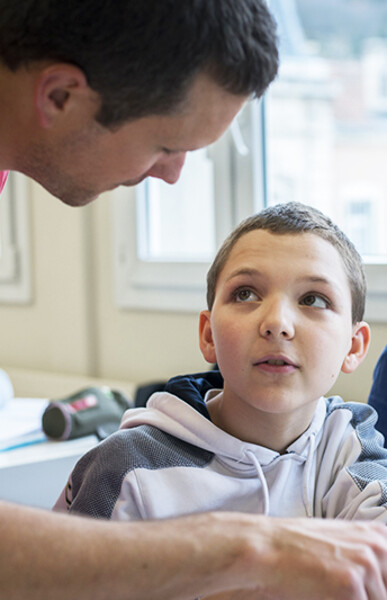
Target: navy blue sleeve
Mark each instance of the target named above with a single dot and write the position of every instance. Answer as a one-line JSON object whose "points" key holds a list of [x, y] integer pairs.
{"points": [[378, 395]]}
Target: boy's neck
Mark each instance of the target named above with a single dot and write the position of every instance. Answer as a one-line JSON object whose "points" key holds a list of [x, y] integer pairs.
{"points": [[270, 430]]}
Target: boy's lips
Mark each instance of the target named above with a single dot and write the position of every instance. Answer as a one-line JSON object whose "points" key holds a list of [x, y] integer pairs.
{"points": [[276, 363]]}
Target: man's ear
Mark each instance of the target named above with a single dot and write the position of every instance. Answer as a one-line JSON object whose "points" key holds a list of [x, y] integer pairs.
{"points": [[206, 341], [59, 88], [360, 343]]}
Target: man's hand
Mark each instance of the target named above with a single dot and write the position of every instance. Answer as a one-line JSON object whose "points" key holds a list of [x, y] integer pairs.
{"points": [[315, 559]]}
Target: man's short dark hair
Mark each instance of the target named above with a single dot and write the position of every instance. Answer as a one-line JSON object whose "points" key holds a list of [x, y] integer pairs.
{"points": [[142, 55]]}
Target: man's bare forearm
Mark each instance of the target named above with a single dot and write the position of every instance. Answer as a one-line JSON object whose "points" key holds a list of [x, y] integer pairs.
{"points": [[49, 555]]}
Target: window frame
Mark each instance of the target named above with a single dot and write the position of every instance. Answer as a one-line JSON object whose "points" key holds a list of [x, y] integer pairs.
{"points": [[15, 267]]}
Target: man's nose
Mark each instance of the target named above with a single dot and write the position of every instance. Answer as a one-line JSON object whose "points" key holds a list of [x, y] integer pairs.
{"points": [[168, 167], [276, 319]]}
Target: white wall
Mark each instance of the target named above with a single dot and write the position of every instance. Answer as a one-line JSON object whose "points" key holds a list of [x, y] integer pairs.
{"points": [[72, 326]]}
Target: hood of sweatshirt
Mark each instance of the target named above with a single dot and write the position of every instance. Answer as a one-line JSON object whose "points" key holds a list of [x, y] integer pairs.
{"points": [[181, 411]]}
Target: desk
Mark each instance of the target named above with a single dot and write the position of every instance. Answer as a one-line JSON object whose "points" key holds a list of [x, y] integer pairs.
{"points": [[35, 475]]}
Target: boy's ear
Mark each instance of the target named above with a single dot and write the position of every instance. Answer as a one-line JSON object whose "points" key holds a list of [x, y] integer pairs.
{"points": [[59, 88], [360, 343], [206, 341]]}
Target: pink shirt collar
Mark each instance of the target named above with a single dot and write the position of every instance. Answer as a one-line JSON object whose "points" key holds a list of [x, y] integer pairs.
{"points": [[3, 179]]}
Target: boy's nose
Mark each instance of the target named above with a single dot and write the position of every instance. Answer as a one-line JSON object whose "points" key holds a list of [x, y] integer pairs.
{"points": [[276, 320], [168, 168]]}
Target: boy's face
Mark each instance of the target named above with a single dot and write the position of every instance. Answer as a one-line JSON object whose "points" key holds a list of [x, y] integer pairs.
{"points": [[281, 327]]}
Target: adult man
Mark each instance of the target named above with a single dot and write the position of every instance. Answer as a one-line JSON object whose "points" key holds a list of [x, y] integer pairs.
{"points": [[94, 94]]}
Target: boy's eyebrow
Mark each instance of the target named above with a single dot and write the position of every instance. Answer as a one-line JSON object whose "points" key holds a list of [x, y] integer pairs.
{"points": [[251, 272]]}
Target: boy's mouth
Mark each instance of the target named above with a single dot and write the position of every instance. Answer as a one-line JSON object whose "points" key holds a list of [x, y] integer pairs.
{"points": [[276, 362]]}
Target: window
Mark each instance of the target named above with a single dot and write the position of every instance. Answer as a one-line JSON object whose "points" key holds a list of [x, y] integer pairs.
{"points": [[15, 284], [326, 125], [318, 137]]}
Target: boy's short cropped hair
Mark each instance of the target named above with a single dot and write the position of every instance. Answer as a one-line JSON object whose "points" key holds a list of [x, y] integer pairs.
{"points": [[295, 218]]}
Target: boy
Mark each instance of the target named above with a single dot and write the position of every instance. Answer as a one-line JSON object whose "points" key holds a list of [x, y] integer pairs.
{"points": [[286, 297]]}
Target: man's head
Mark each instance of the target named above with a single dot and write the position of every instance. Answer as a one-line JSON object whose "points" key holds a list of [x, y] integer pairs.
{"points": [[101, 94], [141, 56], [294, 219]]}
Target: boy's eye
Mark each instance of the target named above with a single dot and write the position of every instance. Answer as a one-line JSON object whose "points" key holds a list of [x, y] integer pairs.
{"points": [[245, 295], [315, 300]]}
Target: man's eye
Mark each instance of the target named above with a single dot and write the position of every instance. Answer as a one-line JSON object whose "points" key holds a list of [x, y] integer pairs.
{"points": [[245, 295], [315, 300]]}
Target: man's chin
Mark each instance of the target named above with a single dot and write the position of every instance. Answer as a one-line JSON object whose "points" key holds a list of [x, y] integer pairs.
{"points": [[77, 202]]}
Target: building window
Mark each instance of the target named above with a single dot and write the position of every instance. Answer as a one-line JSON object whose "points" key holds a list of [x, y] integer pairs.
{"points": [[15, 274], [319, 137]]}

***

## [Task to complete]
Print the records word for word and exclude any picture they hold.

## [Solution to this exercise]
Target: navy blue sleeve
Mark each instance of the target named above with a single dot and write the position of every instance. Answer as a one-line JSON object whose "points" key holds a list of [x, y] integer pairs.
{"points": [[378, 395]]}
Target: boy's neck
Mark each instance of the target named above with a single dot and write the position of every instance. Answer as a one-line JSON object whose "points" key holds a list of [x, y] integer pairs.
{"points": [[270, 430]]}
Target: boy's lips
Mark each instance of the target named above with a single dot and write the position of every instance. Answer as a one-line JSON object whose "points" key holds a list of [x, y] integer pairs.
{"points": [[276, 363]]}
Target: man's ear
Mark each instance of the target named above with a single dot and write the position of every instance. Answer as a one-line JSON object whose "points" key holds a list of [x, y] integer pairs.
{"points": [[206, 341], [59, 88], [360, 343]]}
Target: man's hand
Mark each instance of the target named above with a single dot and write the position of every instance. Answer as a one-line JSON object whose "points" key holds a list of [x, y] integer pairs.
{"points": [[315, 559]]}
Target: man's short dark hair
Mark each instance of the target named above with a single dot and write the position of every instance. Answer as a one-line JSON object whose "points" key holds a list of [x, y] integer pairs.
{"points": [[142, 55]]}
Target: man's bare forearm
Mark each instance of the target named above with a single dot and write the position of every instance. Answer as a one-line JSON object whose "points" key holds a list of [x, y] integer pairs.
{"points": [[49, 555]]}
Target: window frame
Mark each instance of the target named above with a single dot and write the position of every instance. Answer as a one-line JSON object whose "points" key holds a list of [x, y] integer pairs.
{"points": [[15, 267]]}
Target: man's nose
Mark each instance of the target named above with a single dot and write the position of every instance. Answer as a one-line JSON object whose "points" key holds a list of [x, y] integer pairs.
{"points": [[168, 167], [276, 319]]}
Target: white wall
Mark each instance of the target named above with a single dot and write the position of every instance. Answer as a one-line JSON object whose "points" key holds a list of [x, y] integer pairs.
{"points": [[72, 326]]}
Target: hood of sweatshirt
Mark each instance of the target named above with a single dot and write the position of every instance. Answer as a one-line JSON object whose "points" key holds a list of [x, y] integer pairs.
{"points": [[181, 411]]}
Target: desk
Mark each instance of the target named above with a single dot and write the position of every instance. Answer as a one-line JSON object whose "points" key holds a list of [x, y] integer pairs.
{"points": [[35, 475]]}
Target: boy's ear
Mark each instance of the target named above with a single dot and write the position of every instance. Answer as a one-line JSON object whose "points" key holds a list of [x, y] integer pairs.
{"points": [[59, 88], [360, 343], [206, 341]]}
Target: pink shirt collar
Mark each instance of the target named above with a single dot and write the position of every instance. Answer as a one-line JSON object whose "points" key holds a list of [x, y] integer pairs.
{"points": [[3, 179]]}
Target: boy's nose
Mark each instance of the target named above with a single dot and write the position of every instance. Answer as a one-line JSON object whose "points" key holds a list of [x, y] integer pairs.
{"points": [[276, 320], [168, 168]]}
Target: boy's face
Mark each instance of the target named above with a single dot and write the position of every instance. Answer as a one-line JSON object whose "points" key holds a list of [x, y] integer pairs.
{"points": [[281, 327]]}
Target: adult man
Mark each instance of the target named above with a single dot and write the position of every instance. Answer as a one-line JSON object whose "points" key holds a list of [x, y] integer pairs.
{"points": [[94, 94]]}
Target: boy's eyebrow
Mark each instance of the target named above with a single dot and write the position of every instance. Answer as a one-line JSON object whose "points" key holds a list of [x, y] integer pairs.
{"points": [[251, 272]]}
Target: boy's mouth
Mark each instance of the target named above with a single dot and write the position of every instance. Answer as a one-line JSON object whose "points" key holds a list of [x, y] integer pairs.
{"points": [[276, 362]]}
Target: window
Mark each instance of the target named above with a single dot and write the position of every instance. Answer as a one-line JSON object whose "points" key holds a list of [x, y] integer pairs.
{"points": [[15, 284], [326, 125], [318, 137]]}
Target: boy's short cropped hair
Mark each instance of the target named above with a single dot and write the position of every instance. Answer as a one-line JSON object whose "points" key holds a list of [x, y] integer pairs.
{"points": [[295, 218]]}
Target: boy
Mark each instance of the target named above with a single dot and write the position of every instance. Answer as a one-line JSON object whose "points" key holds a list of [x, y] integer pairs.
{"points": [[286, 297]]}
Target: man's head
Mark each instance of the target named above with a single dot and write the position of every instance. Answer as a one-line JSON object whose "points" key holds a list of [x, y] integer pairs.
{"points": [[101, 94], [141, 56], [294, 219]]}
Target: boy's eye
Mark each instance of the target named above with a single dot and write the position of every instance. Answer as a one-line JSON object whose "points" key holds a list of [x, y] integer pairs.
{"points": [[245, 295], [315, 300]]}
Target: man's eye
Mark each instance of the target named above with a single dot and write the position of every instance. Answer as a one-line JSON object whose "points" key holds a list of [x, y] integer pairs.
{"points": [[245, 295], [315, 300]]}
Target: man's chin
Mark each instance of the target named above with a single dot and write the position of every instance. Answer as a one-line JSON object whose "points" key holds a list of [x, y] integer pairs.
{"points": [[77, 202]]}
Target: building window
Mark each instance of the target named above with a single dot and write the position of every instance. Answer as a one-line JSON object whose "points" key holds a list of [x, y] integer pairs.
{"points": [[15, 274], [319, 137]]}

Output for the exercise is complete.